* _Dataset items_:
++++++

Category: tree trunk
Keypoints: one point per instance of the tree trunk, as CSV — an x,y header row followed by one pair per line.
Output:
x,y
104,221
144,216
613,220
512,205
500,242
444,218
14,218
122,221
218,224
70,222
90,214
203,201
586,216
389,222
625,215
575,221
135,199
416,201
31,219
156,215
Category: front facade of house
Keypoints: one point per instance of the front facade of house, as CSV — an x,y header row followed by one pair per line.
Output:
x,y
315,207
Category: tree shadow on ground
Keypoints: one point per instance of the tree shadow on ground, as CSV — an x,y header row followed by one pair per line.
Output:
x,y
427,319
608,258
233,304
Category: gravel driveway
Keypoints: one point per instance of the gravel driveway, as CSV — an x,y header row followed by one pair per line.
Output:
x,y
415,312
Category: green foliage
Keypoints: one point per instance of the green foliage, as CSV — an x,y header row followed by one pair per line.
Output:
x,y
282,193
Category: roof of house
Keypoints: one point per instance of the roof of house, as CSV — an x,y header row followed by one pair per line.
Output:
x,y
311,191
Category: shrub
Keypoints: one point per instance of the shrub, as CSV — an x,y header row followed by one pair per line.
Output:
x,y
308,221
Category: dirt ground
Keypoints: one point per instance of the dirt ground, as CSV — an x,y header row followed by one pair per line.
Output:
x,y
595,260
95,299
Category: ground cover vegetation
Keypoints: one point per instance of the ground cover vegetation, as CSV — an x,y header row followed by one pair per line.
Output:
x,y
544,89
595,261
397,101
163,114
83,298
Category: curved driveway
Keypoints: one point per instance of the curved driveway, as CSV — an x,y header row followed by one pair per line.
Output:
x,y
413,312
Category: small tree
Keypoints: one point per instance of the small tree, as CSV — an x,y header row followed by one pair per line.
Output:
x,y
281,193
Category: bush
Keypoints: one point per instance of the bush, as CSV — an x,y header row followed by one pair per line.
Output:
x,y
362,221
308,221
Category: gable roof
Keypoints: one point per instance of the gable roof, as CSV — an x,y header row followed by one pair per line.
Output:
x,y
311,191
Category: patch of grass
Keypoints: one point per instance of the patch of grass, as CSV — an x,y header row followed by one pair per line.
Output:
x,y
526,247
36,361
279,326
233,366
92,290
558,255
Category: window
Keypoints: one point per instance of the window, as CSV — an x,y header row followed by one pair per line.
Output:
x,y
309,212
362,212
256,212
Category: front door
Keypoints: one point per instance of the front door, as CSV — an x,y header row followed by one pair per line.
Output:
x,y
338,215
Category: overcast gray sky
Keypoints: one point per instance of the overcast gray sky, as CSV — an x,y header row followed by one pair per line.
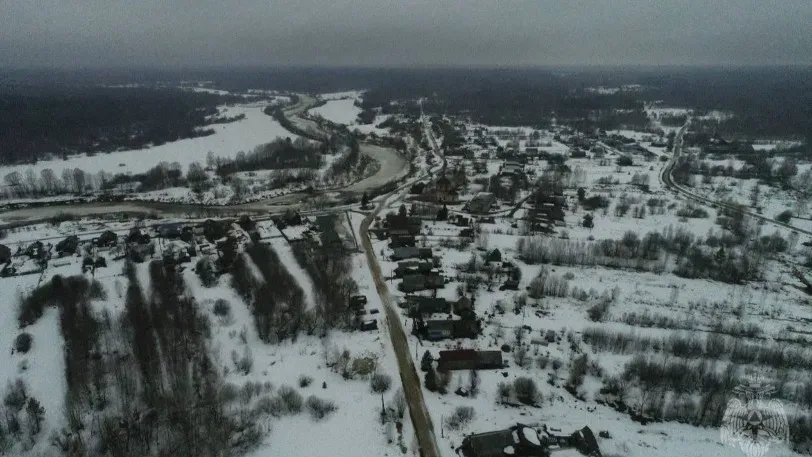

++++++

* _WHAT IS NEEDED_:
Could you set down every record above word for word, leaving out the pictures?

* _ANSWER BOX_:
Category: tree trunk
Keypoints: one point per instance of the tree trunk, as CSV — an x,y header row followed by one pair per line.
Output:
x,y
104,221
144,216
613,220
512,205
500,242
444,218
14,218
122,221
218,224
70,222
90,214
203,201
586,216
389,222
625,215
575,221
135,199
416,201
31,219
156,215
Category: front facade of house
Keypoints: one point per instance of the front facade of house, as CSV — an x,y header row followed by one pair per line.
Output:
x,y
315,207
Category: tree shadow on ground
Keypoints: one point per instance of the tree shadow on ground, as CSV — an x,y header row followed by one pair per line.
Output:
x,y
427,319
608,258
233,304
Category: gravel driveway
Keypoints: one point per instance of the gravel driveway, as CSV — an x,y header row followed by one pair per line.
Output:
x,y
415,312
Category: green foliage
Keypoints: one point per instance of the green foliage, as CSV — an x,y header row followed by one pair per line.
Output:
x,y
282,193
Category: roof of house
Keypoints: one point per instance of the roof of house, as CSV — an x,y header row followed by one pair per line.
Output:
x,y
311,191
Category: shrub
Keypoints: one point per instance of the shrub, as CSV — an x,y header row followed by one pair per line.
Output:
x,y
308,221
Category: dirt ground
Keypoints: one point per instance of the dirt ground, as CSV — an x,y header row followed by one pair per line.
Output:
x,y
595,260
95,299
Category: ground cover vegetation
Keypoints: one point per instance of the ground cover vegetation, as CSV — an x,y header row followed by one pair per line.
Output:
x,y
544,89
595,261
397,101
163,114
83,298
Category: curved driveway
Keypoints: one point per instance of the curved driveway, as CSV — an x,y header row followed by one pair per line.
Output:
x,y
413,312
Category: small tree
Keypoints: one point per instance of the small tree, as CSV — an x,y header row followed by one pair per line.
Output:
x,y
281,193
Category: bush
Keypoints: one point per instance of the bush, as CSV — an x,y header row followed by one pair per line.
Output:
x,y
362,221
308,221
Category: gable roof
Keypoints: one point per instance of the gable roof, as CSV — an x,y header row followed by one pair per line.
Output:
x,y
311,191
Category: patch of grass
Keypoints: one point per instance of the patch of grass, as CSV — an x,y header row followed by one pair per line.
Output:
x,y
526,247
36,361
279,326
233,366
92,290
558,255
Category: window
Keypoints: one point per instance of the window, as CSV — an x,y header row followed by one pair per line.
Output:
x,y
309,212
362,212
256,212
Category: front door
Keypoints: one point per instance of the front door, as CSV — an x,y header row followed by one pair per line.
Output:
x,y
338,215
Category: overcast gray sky
Keypoints: one point per instance of the overcast gray sky, as CSV — an x,y header row followed by one pair per line.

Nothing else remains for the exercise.